*Work request*
Rewrite the entries from the line containing "3L3 19V42L15 45L17" through the end of the entries, changing "rough mask" to "coarse mask" and leaving everything else as it is. Omit the pictures from your answer.

+ + + + + + +

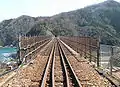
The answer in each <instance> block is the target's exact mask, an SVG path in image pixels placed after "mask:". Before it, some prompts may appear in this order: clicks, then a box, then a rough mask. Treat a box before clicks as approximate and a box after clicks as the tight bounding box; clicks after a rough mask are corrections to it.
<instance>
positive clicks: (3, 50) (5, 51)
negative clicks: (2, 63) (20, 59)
mask: <svg viewBox="0 0 120 87" xmlns="http://www.w3.org/2000/svg"><path fill="white" fill-rule="evenodd" d="M15 53H17V49H16V48H10V47H0V61H2V62H3V61H6V60H7V59H9V58H10V55H11V54H15Z"/></svg>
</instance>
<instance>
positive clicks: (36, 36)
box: [19, 36, 51, 64]
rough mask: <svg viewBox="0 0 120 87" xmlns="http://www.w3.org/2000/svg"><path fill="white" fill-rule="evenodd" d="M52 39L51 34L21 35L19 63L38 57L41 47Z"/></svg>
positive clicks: (44, 44) (30, 59) (19, 43)
mask: <svg viewBox="0 0 120 87" xmlns="http://www.w3.org/2000/svg"><path fill="white" fill-rule="evenodd" d="M50 40H51V37H50V36H32V37H28V36H20V37H19V63H20V64H21V63H27V62H29V61H30V60H31V59H33V58H35V57H36V54H37V53H38V52H39V51H40V49H41V48H42V47H43V46H45V45H46V44H47V43H48V42H49V41H50Z"/></svg>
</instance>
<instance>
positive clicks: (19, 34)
mask: <svg viewBox="0 0 120 87" xmlns="http://www.w3.org/2000/svg"><path fill="white" fill-rule="evenodd" d="M18 41H19V44H18V48H19V49H18V50H19V51H18V65H20V64H21V63H22V57H21V56H22V53H21V35H20V34H19V35H18Z"/></svg>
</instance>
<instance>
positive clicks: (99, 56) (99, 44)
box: [97, 37, 100, 67]
mask: <svg viewBox="0 0 120 87" xmlns="http://www.w3.org/2000/svg"><path fill="white" fill-rule="evenodd" d="M97 67H100V37H98V40H97Z"/></svg>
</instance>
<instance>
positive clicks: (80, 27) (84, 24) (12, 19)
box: [0, 0, 120, 45]
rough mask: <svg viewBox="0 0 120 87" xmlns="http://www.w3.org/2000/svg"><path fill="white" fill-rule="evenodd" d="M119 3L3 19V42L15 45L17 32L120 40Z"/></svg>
mask: <svg viewBox="0 0 120 87" xmlns="http://www.w3.org/2000/svg"><path fill="white" fill-rule="evenodd" d="M119 19H120V3H118V2H116V1H112V0H110V1H109V0H108V1H105V2H103V3H100V4H96V5H92V6H88V7H85V8H82V9H78V10H75V11H71V12H65V13H61V14H58V15H54V16H52V17H36V18H34V17H30V16H21V17H18V18H16V19H10V20H5V21H3V22H1V23H0V30H1V31H0V39H1V41H3V43H4V45H10V44H13V45H16V43H17V42H18V34H27V35H48V33H47V32H49V33H50V32H51V34H53V35H55V36H84V35H85V36H92V37H98V36H100V38H101V43H104V44H110V45H119V43H120V39H119V37H120V24H119V23H120V20H119Z"/></svg>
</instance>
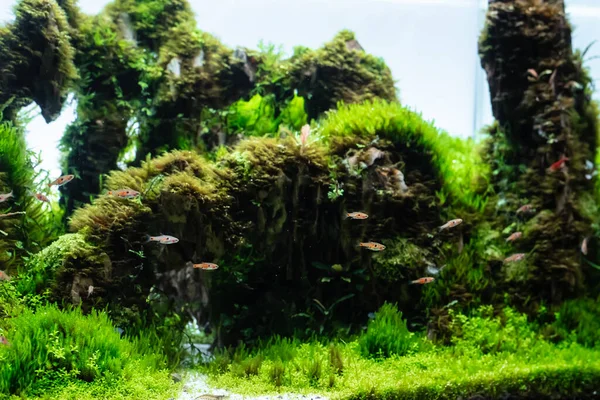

+ + + + + + +

*Solution to this task*
coarse mask: <svg viewBox="0 0 120 87" xmlns="http://www.w3.org/2000/svg"><path fill="white" fill-rule="evenodd" d="M119 3L3 19V42L15 45L17 32L120 40Z"/></svg>
mask: <svg viewBox="0 0 120 87" xmlns="http://www.w3.org/2000/svg"><path fill="white" fill-rule="evenodd" d="M119 19H120V3H118V2H116V1H112V0H110V1H109V0H108V1H105V2H103V3H100V4H96V5H92V6H88V7H85V8H82V9H78V10H75V11H71V12H65V13H61V14H58V15H54V16H52V17H36V18H34V17H30V16H21V17H18V18H16V19H10V20H5V21H3V22H1V23H0V30H1V31H0V39H1V41H3V43H4V45H10V44H13V45H16V43H17V42H18V34H27V35H48V33H47V32H49V33H50V32H51V34H53V35H55V36H84V35H85V36H92V37H98V36H100V38H101V43H104V44H110V45H119V43H120V39H119V37H120V24H119V23H120V20H119Z"/></svg>
</instance>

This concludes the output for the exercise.